YOUR ASSIGNMENT:
Whatever the records say, repeat them exactly as given.

===============

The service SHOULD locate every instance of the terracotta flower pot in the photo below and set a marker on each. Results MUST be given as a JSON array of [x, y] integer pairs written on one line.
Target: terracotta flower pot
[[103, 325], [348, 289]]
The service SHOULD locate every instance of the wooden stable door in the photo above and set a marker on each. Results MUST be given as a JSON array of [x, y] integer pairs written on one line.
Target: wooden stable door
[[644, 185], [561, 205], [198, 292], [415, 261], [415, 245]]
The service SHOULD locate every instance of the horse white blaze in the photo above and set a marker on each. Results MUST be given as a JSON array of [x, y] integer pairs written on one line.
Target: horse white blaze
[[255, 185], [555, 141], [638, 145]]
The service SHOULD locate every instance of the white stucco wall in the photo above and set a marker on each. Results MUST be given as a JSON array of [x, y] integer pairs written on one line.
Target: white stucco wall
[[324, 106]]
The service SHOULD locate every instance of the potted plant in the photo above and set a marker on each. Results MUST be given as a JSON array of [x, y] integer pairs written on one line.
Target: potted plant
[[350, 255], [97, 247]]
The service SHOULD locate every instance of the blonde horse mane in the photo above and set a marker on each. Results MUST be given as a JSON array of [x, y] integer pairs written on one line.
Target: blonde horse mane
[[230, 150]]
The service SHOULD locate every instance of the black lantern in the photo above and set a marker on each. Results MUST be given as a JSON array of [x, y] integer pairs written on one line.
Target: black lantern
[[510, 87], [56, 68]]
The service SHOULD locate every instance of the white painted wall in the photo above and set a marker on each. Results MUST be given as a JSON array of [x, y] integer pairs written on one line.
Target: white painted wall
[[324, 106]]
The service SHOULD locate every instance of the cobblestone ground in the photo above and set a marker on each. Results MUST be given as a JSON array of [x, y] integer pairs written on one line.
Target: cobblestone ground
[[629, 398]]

===============

FINISHED TASK:
The service SHOULD locate every instance of the terracotta flower pot in the photo below and set a marker on each. Results MUST be given as a JSON array of [x, y] integer pairs written on one line.
Target: terracotta flower pot
[[103, 325], [348, 289]]
The service SHOULD locate every instance of the wooden stable door in the photo above and set a marker on each. Results MUST be given as a JSON array of [x, y] integer pairs written on one line.
Target: wooden stable door
[[644, 185], [561, 205], [198, 292], [415, 261], [415, 245]]
The service SHOULD locate every instance of the horse white blaze in the photo above and set a marker on each. Results MUST be given as a JSON array of [x, y] integer pairs written on one line.
Target: horse white blaze
[[255, 185], [555, 141], [638, 145]]
The service SHOULD locate every instance of the white stucco wall in the photo above and set a marker on each. Results MUST be given as a JSON array of [x, y] integer pairs written on one line.
Target: white stucco wall
[[324, 106]]
The service SHOULD locate every instance of the potted plant in the photo above and set a marker on each. Results MUST be given as a JSON array of [x, y] integer pairs written on one line.
Target: potted plant
[[350, 255], [97, 247]]
The service SHOULD locate every instance of the blonde horse mane in the photo above and set a marker on each. Results MUST be given as a JSON array of [x, y] integer pairs written on one line.
Target: blonde horse mane
[[230, 150]]
The service SHOULD locate every instance of the black lantern in the photo above and set a marker on each. Results MUST be given as a JSON array of [x, y] integer pairs written on one line.
Target: black lantern
[[510, 87], [56, 68]]
The service SHOULD locate every instance of the white painted wall in the photo above and set a marker on each. Results MUST be given as a JSON array of [x, y] integer pairs written on one line.
Target: white painted wall
[[324, 106]]
The service SHOULD locate every instance of the cobblestone ground in the photo above and set a marker on each. Results MUST be given as a JSON array of [x, y] integer pairs written on one line.
Target: cobblestone ground
[[629, 398]]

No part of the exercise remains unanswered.